WHAT IS REQUIRED –
Please write out all the data that follows exactly, without the pictures.
[[ SOURCE MATERIAL, beginning ]]
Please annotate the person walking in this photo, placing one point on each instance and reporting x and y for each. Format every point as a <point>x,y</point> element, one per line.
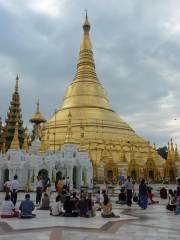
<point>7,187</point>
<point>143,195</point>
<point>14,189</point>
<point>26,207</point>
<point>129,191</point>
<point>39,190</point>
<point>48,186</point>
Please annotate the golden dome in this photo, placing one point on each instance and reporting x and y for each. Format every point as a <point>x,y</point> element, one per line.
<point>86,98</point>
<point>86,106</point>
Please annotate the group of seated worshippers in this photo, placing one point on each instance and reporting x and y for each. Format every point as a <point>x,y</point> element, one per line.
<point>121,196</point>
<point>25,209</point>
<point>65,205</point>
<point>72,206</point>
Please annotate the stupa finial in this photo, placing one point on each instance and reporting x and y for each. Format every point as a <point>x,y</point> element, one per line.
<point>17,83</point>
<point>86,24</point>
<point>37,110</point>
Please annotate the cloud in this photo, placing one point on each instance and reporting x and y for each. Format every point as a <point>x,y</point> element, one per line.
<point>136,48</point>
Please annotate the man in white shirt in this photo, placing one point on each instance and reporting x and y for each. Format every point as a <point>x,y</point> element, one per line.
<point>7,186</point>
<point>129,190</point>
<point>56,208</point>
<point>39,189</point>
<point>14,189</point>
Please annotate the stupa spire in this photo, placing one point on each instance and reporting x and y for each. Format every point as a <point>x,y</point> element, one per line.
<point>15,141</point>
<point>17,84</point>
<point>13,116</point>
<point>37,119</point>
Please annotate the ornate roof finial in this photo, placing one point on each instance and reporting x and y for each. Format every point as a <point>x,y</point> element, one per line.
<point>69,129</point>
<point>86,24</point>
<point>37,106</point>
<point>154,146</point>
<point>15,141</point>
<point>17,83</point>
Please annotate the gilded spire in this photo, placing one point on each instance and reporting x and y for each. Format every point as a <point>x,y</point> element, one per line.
[[ SOURCE MATERIAL, end ]]
TASK RESPONSE –
Please annotate the person walking in this photo, placing one point on each instance and reporting x and y for each. Format every point as a <point>x,y</point> element, one per line.
<point>7,187</point>
<point>143,195</point>
<point>14,189</point>
<point>26,207</point>
<point>129,191</point>
<point>39,190</point>
<point>48,186</point>
Please annotate the golden dome in this photo, placing one point on each instance and reporting x and y for each. Format every point as a <point>x,y</point> element, one per line.
<point>86,98</point>
<point>86,106</point>
Please annotate the group of seated worshippers in this photo, placing one point on each instance and reporting x and y for each. Format every point as a <point>x,y</point> element, one per line.
<point>121,196</point>
<point>25,209</point>
<point>65,205</point>
<point>72,206</point>
Please annotate the stupa finial in this photo, placing one point on each instance and reporting x and y for each. Format every point as a <point>x,y</point> element, one per line.
<point>17,83</point>
<point>86,24</point>
<point>37,110</point>
Please annotate the cloud in this photo, placing one point on each instance and reporting x and y for each. Format every point as a <point>x,y</point> element, one per line.
<point>136,48</point>
Please annotate the man in white shirt in this photo, placing one point on each instance and reporting x and y for each. Format every point as a <point>x,y</point> element, one per line.
<point>7,186</point>
<point>129,190</point>
<point>56,208</point>
<point>39,189</point>
<point>14,189</point>
Please annotate the stupa spire in this photo, placing one point on each instance and reporting x and y for each. Format every point as a <point>x,y</point> element, one per line.
<point>15,141</point>
<point>17,84</point>
<point>13,116</point>
<point>37,119</point>
Please annotate the ornate roof finial in this photo, placing one point on each instance and reporting x and y for each. Format every point as a <point>x,y</point> element, one per line.
<point>69,129</point>
<point>86,24</point>
<point>37,106</point>
<point>154,146</point>
<point>15,141</point>
<point>17,83</point>
Please annotate the gilded spire in this photo, placing one point on each instance and reporting x and y for each. Format every point as a <point>x,y</point> element, one per line.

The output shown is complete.